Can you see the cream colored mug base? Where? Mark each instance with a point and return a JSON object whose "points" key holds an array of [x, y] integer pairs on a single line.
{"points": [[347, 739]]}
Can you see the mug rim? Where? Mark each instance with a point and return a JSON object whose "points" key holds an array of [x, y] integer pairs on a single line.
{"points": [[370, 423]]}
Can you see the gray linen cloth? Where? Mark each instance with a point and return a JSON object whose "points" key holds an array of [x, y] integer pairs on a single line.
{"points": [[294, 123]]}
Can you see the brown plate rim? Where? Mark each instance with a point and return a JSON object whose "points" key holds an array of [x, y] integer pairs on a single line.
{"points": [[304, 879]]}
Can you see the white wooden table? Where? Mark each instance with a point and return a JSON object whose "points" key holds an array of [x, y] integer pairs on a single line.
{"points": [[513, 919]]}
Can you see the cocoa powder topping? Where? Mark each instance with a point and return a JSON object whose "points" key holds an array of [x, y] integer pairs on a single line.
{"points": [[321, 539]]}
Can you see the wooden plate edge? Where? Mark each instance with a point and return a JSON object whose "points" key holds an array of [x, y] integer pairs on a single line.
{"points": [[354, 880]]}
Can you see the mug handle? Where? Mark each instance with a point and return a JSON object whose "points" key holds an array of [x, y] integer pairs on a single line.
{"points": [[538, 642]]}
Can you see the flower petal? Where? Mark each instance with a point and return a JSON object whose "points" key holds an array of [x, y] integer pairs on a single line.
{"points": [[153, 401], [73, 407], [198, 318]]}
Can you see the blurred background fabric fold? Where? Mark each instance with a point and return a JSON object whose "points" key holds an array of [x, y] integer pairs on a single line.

----------

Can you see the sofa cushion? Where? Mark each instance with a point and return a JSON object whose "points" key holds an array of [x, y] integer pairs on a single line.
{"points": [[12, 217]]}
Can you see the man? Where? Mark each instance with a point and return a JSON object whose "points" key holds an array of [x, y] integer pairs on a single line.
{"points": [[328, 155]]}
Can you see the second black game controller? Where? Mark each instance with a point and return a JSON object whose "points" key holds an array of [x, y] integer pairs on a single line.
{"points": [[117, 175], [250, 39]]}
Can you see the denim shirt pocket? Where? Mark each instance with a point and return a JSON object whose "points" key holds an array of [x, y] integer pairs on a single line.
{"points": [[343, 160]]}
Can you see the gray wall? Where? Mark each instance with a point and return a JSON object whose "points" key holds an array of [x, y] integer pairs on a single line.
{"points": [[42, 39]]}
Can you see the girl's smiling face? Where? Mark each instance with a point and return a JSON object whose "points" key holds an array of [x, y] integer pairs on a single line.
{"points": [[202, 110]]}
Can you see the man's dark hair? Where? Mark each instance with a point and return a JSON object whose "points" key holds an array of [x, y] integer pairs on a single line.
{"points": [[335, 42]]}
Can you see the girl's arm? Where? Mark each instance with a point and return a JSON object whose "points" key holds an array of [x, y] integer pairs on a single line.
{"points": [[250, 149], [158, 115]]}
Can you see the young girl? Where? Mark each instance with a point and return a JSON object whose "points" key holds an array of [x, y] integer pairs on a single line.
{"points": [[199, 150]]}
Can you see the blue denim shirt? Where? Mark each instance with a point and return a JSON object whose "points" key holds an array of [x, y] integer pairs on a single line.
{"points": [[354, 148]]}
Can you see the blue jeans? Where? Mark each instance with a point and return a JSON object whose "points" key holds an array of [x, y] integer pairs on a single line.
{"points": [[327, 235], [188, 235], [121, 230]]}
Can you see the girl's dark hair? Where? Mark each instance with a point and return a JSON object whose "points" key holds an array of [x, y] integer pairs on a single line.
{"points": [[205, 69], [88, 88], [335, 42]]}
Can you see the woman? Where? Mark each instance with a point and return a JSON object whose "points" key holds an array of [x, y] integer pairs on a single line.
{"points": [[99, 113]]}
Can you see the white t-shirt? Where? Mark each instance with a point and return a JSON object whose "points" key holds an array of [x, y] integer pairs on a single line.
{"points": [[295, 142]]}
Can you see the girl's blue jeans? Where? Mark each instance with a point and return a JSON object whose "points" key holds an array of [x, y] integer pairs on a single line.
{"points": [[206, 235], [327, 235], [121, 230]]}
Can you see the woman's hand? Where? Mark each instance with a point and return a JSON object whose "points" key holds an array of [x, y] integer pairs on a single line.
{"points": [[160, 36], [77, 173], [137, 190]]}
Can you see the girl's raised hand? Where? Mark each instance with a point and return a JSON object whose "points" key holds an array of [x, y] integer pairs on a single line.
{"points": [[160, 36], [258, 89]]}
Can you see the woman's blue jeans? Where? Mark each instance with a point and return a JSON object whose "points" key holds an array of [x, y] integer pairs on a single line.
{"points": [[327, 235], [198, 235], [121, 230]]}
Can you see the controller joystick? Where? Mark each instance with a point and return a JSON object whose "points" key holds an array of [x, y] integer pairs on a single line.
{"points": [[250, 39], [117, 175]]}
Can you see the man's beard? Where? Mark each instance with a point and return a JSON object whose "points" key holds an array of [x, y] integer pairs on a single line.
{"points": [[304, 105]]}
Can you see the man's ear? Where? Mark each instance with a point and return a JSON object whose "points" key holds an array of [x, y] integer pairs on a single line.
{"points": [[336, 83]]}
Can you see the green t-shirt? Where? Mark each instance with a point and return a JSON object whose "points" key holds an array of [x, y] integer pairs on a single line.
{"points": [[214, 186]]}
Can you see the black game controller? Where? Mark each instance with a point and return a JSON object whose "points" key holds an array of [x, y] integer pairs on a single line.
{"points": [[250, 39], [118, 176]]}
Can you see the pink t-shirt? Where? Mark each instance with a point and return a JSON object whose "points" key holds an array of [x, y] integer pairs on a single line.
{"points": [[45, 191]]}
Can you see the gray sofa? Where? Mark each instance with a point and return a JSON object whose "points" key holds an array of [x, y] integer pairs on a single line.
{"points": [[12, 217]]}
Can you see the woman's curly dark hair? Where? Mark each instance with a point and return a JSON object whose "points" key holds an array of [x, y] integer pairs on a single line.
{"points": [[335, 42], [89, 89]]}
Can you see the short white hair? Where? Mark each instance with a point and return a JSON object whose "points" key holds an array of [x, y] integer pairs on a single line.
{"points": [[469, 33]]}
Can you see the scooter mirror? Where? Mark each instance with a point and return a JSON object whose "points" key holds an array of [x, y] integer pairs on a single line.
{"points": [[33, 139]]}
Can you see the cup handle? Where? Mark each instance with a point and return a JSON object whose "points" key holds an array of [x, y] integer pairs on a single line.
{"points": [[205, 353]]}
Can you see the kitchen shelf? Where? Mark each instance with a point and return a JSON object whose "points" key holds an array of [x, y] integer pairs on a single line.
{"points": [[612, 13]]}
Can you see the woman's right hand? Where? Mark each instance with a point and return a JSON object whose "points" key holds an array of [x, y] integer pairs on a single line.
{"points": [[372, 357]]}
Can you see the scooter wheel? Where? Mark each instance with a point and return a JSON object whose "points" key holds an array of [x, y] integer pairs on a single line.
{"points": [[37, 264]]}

----------

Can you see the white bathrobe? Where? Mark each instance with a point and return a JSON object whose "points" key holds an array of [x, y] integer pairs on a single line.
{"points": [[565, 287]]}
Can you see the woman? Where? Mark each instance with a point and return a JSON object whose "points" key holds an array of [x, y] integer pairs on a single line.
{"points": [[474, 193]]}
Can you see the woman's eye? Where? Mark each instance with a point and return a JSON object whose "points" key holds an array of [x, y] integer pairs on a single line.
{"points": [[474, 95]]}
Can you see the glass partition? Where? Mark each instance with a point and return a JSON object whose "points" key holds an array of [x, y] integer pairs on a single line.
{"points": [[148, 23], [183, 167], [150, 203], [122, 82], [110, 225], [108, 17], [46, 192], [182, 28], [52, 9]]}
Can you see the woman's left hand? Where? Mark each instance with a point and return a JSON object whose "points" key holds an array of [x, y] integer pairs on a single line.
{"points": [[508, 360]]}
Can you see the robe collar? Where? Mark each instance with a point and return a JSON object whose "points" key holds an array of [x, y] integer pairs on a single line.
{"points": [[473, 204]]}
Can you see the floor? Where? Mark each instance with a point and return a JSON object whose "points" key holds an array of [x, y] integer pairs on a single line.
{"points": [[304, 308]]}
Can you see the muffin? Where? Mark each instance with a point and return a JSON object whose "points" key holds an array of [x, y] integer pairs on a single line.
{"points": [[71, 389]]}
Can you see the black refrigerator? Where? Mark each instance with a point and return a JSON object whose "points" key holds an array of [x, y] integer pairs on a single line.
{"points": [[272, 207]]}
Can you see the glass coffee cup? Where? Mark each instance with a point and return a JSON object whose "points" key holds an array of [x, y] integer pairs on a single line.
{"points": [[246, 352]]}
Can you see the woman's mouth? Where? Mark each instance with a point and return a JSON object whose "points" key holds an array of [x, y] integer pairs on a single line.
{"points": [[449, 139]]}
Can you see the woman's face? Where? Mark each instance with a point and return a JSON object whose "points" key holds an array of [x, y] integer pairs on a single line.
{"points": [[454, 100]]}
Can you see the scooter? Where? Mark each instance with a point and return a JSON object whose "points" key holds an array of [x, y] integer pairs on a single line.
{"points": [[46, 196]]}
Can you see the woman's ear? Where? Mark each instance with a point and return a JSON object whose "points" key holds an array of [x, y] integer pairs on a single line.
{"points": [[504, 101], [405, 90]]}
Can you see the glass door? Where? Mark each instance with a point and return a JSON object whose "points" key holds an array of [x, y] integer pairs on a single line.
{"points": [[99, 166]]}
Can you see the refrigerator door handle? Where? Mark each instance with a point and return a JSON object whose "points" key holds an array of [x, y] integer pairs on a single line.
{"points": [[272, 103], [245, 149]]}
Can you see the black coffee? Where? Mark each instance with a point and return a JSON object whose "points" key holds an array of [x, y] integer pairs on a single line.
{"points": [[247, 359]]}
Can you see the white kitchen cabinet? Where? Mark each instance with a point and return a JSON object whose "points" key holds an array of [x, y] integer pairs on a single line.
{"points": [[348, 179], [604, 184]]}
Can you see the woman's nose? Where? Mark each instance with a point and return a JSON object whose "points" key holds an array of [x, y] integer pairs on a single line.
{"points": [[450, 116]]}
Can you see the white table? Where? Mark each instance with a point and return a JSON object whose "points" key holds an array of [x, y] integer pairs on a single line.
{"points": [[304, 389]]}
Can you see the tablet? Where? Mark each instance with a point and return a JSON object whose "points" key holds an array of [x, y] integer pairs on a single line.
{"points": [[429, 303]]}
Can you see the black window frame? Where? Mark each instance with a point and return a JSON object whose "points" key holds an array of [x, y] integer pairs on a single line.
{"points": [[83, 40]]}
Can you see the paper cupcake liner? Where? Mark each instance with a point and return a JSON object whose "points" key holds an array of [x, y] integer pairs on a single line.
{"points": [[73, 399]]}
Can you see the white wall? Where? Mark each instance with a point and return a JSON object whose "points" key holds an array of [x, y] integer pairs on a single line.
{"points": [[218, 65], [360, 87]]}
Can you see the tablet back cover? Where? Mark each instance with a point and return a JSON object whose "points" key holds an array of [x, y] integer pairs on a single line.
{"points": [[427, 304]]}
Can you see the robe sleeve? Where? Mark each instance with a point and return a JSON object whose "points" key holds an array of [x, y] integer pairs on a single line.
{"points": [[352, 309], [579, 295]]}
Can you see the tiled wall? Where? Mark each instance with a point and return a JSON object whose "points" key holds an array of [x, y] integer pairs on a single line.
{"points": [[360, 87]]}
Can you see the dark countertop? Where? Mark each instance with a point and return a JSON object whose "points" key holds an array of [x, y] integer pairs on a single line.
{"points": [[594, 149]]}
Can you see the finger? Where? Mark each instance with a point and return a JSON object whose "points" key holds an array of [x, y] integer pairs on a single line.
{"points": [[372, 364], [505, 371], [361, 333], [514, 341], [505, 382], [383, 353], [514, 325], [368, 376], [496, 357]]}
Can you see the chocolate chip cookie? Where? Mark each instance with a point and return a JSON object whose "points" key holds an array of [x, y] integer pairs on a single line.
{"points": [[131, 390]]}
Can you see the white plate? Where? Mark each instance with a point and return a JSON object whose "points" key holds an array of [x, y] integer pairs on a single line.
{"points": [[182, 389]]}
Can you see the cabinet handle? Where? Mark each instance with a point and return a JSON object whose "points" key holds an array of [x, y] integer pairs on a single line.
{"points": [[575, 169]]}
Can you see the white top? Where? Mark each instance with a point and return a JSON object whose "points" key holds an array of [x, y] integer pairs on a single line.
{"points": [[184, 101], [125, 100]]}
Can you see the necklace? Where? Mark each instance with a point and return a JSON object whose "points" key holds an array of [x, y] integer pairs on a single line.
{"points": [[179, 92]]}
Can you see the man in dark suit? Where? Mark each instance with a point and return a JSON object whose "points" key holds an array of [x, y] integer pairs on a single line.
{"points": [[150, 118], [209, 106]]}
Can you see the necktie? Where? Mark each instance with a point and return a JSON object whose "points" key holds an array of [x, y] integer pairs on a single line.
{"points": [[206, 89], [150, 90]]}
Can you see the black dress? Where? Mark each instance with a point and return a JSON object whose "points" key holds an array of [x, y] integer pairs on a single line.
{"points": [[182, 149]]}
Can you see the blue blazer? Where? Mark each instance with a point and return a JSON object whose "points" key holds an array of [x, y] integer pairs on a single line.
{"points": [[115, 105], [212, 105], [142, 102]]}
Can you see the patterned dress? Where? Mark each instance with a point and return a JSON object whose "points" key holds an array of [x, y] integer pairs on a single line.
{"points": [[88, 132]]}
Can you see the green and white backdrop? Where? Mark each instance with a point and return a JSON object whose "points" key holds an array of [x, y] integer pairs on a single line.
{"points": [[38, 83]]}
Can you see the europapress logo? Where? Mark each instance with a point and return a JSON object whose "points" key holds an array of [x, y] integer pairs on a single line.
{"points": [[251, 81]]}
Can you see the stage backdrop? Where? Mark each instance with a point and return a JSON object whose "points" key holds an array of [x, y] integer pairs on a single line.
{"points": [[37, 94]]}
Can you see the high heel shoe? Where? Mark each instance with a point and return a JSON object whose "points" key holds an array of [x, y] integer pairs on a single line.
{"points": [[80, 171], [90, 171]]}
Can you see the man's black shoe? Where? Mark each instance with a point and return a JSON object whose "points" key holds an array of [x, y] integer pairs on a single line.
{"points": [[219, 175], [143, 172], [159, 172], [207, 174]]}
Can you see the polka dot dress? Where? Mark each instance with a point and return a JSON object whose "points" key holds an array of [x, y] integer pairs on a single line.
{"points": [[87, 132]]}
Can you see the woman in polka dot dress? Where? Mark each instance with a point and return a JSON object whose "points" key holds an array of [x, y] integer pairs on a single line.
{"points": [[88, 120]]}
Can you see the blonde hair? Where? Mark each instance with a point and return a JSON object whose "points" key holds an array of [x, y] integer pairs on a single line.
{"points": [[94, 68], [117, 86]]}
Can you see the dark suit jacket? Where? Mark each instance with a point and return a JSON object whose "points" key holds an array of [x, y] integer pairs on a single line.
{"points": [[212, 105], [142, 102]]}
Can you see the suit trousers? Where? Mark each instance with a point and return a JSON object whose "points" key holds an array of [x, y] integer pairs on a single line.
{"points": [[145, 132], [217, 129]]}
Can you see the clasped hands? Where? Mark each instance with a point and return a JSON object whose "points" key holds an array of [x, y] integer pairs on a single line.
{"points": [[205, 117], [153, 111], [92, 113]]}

----------

(Requirements) Count the lines in the rows above that contain the string "face". Output only the resulting number.

(Exercise output) 2